* REQUIREMENT *
Though the entries hold pictures, only their text should be duplicated, exactly and in full.

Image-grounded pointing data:

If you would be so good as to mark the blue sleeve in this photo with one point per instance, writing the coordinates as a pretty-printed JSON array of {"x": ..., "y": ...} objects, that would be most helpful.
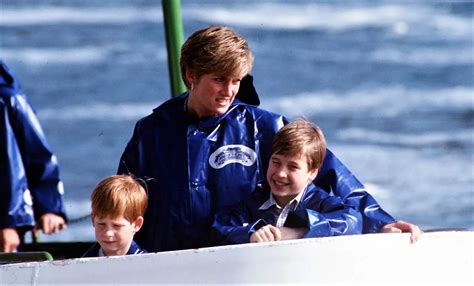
[
  {"x": 325, "y": 215},
  {"x": 234, "y": 226},
  {"x": 28, "y": 163},
  {"x": 336, "y": 178}
]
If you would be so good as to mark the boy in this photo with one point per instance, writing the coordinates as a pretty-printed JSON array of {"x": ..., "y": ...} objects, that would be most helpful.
[
  {"x": 294, "y": 208},
  {"x": 118, "y": 205}
]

* TASK RESULT *
If you would be so good as to mark the blue sleeve in this photo with one point per instance, writing the coordinates as a pretty-printed JSON array of {"x": ..., "y": ...} objects, that would be most helpful.
[
  {"x": 325, "y": 215},
  {"x": 234, "y": 226},
  {"x": 28, "y": 163},
  {"x": 336, "y": 178}
]
If you would be so good as to mark the boy in this photo with one point per instance, writing the coordinates as a pretty-printed JSON array of {"x": ..., "y": ...} objects, that would be most helpful.
[
  {"x": 294, "y": 208},
  {"x": 118, "y": 205}
]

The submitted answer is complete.